WHAT TO WORK ON:
a) In the OOM killer article, copy the passage starting with "Swap: friend and" and going on through "tabs at 3am.", replacing "bandage" with "band-aid".
b) List everything the OOM killer article says to leave headroom for.

Segment Start: TEXT SECTION

OOM killer: what it is, why it happens, and how to stop it
The Reflex Team10 minFebruary 2026
The Linux OOM killer is not out to get PHP specifically—but PHP-FPM is an easy target because you voluntarily run a pool of fat processes that each look like a juicy allocation to the kernel.
What the OOM killer actually is
When the kernel cannot satisfy a memory allocation request and reclaiming caches is not enough, it picks a process (or several) and sends SIGKILL. No graceful shutdown. Your framework never runs terminate().
Kernel log lines look like:
Out of memory: Killed process 18421 (php-fpm8.2) total-vm:2458112kB, anon-rss:198764kB
That is your post-mortem receipt.
Why PHP-FPM is exposed
Each worker is a separate process with its own RSS. memory_limit protects PHP from itself, not from the sum of children × peak memory. If traffic spikes and thirty workers each grab 200 MB, you are in trouble before memory_limit trips—because the kernel looks at system free memory, not per-interpreter limits.
Read the evidence
dmesg -T | grep -i "killed process"— who died and when.journalctl -kon systemd hosts—same story, nicer timestamps.- FPM slow log and nginx upstream timers—symptoms before death.
Tuning pm.max_children with arithmetic
Rough guardrail (simplified):
max_children ≈ (available_ram_for_fpm) / (expected_peak_rss_per_worker)
Leave headroom for MySQL, Redis, nginx, page cache, and the OS. If your math says forty children on a 2 GiB VPS, your app is not "efficient"—your server is undersized or your workers are too heavy.
Swap: friend and liar
A little swap can prevent trivial spikes from killing workers. Lots of swap just turns fast death into slow thrashing. Watch si/so in vmstat. If you are swapping hard under load, you are already losing.
oom_score_adj (advanced)
Operators sometimes nudge OOM priority so the agent or sshd survives longer than a runaway worker. That is a scalpel, not a bandage—document why you did it.
What Reflex adds
We care about OOM kills because they are frequently the first domino: upstream resets, retry storms, partial writes. Reflex correlates kernel OOM events with pool pressure and recent deploy markers so you are not reconstructing timelines from three tabs at 3am.
Bottom line
Respect the kernel budget. Measure worker RSS honestly. Treat max_children as a capacity plan, not a default in a tutorial. Your future self—sleeping—will thank you.

Segment End: TEXT SECTION
Segment Start: EXCERPTED RECORDS

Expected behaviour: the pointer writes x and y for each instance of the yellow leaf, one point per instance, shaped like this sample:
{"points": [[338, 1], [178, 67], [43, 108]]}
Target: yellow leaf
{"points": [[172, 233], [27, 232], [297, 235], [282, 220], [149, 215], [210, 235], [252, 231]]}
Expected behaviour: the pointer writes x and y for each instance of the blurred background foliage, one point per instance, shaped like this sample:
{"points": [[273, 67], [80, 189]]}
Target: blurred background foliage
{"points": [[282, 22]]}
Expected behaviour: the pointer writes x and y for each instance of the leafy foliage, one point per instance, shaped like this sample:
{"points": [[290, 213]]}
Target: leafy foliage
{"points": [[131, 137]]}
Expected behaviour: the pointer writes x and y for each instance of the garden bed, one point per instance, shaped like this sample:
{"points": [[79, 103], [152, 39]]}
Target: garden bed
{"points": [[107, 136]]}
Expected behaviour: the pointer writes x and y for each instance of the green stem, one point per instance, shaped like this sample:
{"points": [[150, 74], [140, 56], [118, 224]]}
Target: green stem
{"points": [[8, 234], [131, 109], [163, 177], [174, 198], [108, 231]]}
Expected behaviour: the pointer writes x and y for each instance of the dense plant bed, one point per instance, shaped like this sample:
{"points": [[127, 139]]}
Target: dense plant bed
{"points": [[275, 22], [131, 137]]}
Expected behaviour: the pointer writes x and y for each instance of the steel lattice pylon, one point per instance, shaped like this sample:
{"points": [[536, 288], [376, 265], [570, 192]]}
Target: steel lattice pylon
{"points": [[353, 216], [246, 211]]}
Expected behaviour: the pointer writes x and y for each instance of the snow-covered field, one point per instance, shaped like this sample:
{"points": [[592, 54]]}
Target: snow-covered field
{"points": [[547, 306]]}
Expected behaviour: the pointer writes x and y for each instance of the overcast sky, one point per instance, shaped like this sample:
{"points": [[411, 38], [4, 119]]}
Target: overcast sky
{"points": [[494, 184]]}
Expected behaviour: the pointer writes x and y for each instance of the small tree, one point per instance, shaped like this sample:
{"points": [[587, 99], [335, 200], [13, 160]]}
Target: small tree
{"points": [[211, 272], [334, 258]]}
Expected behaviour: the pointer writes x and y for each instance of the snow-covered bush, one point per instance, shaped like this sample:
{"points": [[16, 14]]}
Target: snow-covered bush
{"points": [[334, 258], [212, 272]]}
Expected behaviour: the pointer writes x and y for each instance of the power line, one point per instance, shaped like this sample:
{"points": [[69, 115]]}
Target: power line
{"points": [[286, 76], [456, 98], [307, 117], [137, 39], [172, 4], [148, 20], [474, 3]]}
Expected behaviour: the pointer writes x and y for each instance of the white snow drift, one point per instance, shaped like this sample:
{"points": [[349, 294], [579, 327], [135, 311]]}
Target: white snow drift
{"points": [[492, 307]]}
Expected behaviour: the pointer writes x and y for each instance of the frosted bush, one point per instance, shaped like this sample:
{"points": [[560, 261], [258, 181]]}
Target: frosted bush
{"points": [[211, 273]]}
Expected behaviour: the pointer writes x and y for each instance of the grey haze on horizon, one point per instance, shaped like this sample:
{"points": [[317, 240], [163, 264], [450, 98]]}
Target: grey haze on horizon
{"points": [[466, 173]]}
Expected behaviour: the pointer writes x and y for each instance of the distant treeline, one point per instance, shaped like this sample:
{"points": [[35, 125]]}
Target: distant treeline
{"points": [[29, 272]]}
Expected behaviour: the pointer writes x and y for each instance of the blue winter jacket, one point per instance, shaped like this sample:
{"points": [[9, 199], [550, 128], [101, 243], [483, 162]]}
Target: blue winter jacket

Segment End: EXCERPTED RECORDS

ANSWER LIST:
a)
Swap: friend and liar
A little swap can prevent trivial spikes from killing workers. Lots of swap just turns fast death into slow thrashing. Watch si/so in vmstat. If you are swapping hard under load, you are already losing.
oom_score_adj (advanced)
Operators sometimes nudge OOM priority so the agent or sshd survives longer than a runaway worker. That is a scalpel, not a band-aid—document why you did it.
What Reflex adds
We care about OOM kills because they are frequently the first domino: upstream resets, retry storms, partial writes. Reflex correlates kernel OOM events with pool pressure and recent deploy markers so you are not reconstructing timelines from three tabs at 3am.

b)
- MySQL
- Redis
- nginx
- page cache
- the OS